====== Task data ======

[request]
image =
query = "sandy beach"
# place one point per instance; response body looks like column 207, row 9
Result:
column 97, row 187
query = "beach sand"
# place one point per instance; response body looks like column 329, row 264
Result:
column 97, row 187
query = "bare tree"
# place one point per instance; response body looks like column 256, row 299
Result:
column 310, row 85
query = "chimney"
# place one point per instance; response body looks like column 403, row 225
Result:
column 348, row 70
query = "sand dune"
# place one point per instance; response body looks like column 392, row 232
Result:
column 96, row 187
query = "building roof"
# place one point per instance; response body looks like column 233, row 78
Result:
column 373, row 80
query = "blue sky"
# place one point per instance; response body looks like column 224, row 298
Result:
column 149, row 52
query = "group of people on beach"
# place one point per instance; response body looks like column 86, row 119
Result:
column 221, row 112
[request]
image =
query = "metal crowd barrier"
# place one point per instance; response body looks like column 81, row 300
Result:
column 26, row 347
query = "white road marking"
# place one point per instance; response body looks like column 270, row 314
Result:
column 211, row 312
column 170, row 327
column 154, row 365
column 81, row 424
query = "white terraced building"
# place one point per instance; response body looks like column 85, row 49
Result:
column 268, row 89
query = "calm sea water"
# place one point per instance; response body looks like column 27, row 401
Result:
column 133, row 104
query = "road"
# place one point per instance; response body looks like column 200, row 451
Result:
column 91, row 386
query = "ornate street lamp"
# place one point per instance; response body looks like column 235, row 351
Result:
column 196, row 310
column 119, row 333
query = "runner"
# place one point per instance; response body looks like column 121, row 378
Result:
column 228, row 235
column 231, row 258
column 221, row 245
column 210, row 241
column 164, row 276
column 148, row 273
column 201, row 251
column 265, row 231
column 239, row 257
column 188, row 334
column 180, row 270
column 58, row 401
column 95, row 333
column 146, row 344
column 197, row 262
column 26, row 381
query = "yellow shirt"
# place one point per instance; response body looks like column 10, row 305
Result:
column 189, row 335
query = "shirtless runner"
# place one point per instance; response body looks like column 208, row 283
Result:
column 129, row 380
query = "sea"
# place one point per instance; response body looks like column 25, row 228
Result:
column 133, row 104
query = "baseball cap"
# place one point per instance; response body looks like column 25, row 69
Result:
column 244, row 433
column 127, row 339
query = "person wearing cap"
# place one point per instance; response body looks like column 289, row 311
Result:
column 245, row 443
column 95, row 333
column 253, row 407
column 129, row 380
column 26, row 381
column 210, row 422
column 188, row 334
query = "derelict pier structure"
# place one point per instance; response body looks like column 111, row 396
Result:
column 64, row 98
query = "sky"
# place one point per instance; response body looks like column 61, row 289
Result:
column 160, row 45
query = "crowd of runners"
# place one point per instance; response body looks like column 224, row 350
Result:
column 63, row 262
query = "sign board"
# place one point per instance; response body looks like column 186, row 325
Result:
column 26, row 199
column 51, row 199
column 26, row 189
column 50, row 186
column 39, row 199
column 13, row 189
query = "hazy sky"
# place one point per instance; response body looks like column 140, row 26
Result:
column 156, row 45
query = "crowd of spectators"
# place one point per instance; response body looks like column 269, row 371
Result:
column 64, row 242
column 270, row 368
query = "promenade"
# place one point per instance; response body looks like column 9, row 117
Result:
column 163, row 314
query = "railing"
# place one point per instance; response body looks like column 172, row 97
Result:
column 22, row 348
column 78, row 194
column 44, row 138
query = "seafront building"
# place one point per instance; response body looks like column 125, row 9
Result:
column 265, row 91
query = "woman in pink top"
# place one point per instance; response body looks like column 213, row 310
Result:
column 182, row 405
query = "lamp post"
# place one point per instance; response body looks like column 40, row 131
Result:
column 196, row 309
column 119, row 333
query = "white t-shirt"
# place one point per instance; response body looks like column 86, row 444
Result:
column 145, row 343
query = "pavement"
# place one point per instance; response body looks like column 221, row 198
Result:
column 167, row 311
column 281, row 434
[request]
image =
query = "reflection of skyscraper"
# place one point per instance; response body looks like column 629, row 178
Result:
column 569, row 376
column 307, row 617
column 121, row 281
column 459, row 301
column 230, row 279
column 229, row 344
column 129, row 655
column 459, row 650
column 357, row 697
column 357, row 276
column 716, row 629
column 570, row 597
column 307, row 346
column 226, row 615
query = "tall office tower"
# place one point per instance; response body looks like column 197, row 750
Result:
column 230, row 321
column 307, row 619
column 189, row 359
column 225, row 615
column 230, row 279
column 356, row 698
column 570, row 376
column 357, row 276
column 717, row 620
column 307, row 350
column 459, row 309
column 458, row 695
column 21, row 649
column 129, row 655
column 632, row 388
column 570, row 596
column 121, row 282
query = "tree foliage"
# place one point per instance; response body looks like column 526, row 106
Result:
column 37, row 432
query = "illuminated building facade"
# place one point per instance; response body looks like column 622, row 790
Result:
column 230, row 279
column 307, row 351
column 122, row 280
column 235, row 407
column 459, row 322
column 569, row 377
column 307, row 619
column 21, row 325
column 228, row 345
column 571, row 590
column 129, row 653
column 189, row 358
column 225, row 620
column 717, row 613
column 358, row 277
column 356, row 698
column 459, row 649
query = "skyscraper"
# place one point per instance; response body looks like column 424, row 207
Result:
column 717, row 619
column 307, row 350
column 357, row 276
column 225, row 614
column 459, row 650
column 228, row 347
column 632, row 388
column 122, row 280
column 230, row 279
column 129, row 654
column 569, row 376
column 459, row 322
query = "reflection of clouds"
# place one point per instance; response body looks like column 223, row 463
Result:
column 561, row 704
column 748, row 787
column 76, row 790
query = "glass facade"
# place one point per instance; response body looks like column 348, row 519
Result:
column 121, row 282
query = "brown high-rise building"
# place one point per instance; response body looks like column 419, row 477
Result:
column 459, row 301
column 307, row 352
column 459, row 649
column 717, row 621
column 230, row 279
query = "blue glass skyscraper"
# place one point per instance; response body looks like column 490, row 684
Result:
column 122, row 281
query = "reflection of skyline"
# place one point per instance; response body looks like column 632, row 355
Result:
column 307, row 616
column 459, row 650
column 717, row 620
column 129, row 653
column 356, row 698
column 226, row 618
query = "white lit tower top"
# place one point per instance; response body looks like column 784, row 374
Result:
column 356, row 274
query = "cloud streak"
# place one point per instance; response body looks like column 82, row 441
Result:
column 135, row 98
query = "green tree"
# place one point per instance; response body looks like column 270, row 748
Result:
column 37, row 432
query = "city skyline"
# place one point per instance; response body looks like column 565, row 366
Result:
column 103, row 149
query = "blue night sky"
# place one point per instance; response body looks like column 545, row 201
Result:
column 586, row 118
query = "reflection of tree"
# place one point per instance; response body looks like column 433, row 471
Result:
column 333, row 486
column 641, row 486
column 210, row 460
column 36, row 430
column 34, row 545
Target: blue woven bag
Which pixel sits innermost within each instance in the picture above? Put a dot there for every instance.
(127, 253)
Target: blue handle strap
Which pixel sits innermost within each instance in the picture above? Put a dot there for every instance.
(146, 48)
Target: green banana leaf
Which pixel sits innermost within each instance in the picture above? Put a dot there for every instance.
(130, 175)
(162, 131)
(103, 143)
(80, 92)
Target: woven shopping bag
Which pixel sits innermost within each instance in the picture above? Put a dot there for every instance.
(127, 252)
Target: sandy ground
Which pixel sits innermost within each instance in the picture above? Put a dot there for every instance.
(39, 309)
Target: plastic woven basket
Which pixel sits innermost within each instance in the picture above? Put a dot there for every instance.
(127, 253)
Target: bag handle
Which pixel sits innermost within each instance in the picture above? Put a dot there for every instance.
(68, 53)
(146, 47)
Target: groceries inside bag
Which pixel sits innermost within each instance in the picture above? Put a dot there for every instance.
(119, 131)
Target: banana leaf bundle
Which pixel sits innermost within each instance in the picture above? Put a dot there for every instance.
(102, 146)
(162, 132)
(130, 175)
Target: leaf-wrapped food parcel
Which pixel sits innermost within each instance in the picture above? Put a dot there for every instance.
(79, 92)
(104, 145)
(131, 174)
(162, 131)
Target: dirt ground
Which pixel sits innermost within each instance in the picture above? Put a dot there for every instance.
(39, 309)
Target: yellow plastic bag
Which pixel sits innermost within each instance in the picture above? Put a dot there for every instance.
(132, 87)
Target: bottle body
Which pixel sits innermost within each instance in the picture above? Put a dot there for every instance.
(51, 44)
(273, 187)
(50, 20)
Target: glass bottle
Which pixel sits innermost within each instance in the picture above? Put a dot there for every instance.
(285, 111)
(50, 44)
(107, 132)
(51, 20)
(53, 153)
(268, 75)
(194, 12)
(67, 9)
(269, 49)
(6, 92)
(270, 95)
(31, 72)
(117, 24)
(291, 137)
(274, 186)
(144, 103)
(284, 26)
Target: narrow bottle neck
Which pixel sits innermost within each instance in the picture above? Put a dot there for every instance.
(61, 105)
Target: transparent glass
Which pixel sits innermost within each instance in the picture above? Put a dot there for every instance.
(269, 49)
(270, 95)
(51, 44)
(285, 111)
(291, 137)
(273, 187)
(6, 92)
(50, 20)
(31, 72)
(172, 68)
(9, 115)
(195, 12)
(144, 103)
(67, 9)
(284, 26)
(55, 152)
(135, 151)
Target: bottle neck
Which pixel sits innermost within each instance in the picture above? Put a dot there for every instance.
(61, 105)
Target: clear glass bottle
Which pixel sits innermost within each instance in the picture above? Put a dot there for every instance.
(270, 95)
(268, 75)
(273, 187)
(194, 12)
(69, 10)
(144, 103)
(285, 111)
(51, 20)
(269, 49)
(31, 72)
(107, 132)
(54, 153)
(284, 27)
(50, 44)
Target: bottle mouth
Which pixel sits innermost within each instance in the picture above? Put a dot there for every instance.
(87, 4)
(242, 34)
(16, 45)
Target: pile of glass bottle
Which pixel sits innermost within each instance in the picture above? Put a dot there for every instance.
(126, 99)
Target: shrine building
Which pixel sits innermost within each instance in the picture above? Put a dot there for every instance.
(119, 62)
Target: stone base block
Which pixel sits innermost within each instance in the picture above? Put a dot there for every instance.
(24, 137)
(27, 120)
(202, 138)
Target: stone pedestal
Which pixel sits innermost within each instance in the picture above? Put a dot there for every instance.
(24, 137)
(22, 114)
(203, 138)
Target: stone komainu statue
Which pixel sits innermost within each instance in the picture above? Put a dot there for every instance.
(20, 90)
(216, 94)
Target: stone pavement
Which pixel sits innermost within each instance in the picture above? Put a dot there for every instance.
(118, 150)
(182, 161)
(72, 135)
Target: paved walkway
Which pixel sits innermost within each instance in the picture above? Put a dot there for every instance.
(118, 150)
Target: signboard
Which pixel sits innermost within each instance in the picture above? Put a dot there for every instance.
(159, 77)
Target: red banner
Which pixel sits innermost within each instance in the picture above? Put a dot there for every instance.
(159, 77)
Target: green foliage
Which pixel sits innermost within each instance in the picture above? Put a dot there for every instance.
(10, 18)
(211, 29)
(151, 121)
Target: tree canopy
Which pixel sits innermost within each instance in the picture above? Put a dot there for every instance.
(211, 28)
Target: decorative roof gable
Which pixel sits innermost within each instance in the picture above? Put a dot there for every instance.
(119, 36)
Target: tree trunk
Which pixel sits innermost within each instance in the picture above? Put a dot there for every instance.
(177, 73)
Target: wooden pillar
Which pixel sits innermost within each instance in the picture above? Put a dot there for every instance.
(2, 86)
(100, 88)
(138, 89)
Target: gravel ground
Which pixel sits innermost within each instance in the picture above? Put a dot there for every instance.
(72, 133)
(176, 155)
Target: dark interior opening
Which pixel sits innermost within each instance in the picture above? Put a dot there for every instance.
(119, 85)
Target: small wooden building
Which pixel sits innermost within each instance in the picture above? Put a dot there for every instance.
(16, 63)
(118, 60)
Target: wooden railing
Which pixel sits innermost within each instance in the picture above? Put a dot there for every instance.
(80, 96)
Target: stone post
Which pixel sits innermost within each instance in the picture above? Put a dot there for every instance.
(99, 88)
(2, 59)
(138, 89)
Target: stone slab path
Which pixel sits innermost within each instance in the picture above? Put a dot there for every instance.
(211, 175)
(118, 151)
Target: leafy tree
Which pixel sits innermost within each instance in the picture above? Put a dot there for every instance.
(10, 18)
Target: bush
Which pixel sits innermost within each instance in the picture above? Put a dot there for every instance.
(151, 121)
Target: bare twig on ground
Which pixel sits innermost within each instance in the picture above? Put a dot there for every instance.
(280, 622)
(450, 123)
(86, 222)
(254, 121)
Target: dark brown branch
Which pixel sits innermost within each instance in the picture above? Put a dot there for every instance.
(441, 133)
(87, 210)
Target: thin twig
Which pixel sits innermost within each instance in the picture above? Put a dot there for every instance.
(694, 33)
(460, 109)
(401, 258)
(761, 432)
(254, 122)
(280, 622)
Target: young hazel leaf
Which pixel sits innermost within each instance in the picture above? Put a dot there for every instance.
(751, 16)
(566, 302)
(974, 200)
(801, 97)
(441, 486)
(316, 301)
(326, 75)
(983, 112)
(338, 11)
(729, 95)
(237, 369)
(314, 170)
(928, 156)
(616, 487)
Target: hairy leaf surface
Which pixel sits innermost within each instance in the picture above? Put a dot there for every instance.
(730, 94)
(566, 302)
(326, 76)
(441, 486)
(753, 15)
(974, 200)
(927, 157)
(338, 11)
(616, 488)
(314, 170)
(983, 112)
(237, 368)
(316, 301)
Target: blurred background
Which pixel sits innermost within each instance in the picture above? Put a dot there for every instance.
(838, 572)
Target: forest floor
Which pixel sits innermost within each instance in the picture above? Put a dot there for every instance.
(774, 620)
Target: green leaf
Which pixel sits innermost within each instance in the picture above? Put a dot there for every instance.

======

▸ Your objective
Set down the lines above exactly, starting with the first line and ending after the line that contains "column 348, row 70".

▸ Final result
[request]
image =
query = "sandy beach"
# place one point per instance; response body looks like column 207, row 9
Result:
column 97, row 187
query = "beach sand"
# place one point per instance; response body looks like column 329, row 264
Result:
column 97, row 187
query = "bare tree"
# place one point per instance; response body looks like column 256, row 299
Result:
column 310, row 85
query = "chimney"
# place one point per instance; response body looks like column 403, row 225
Result:
column 348, row 70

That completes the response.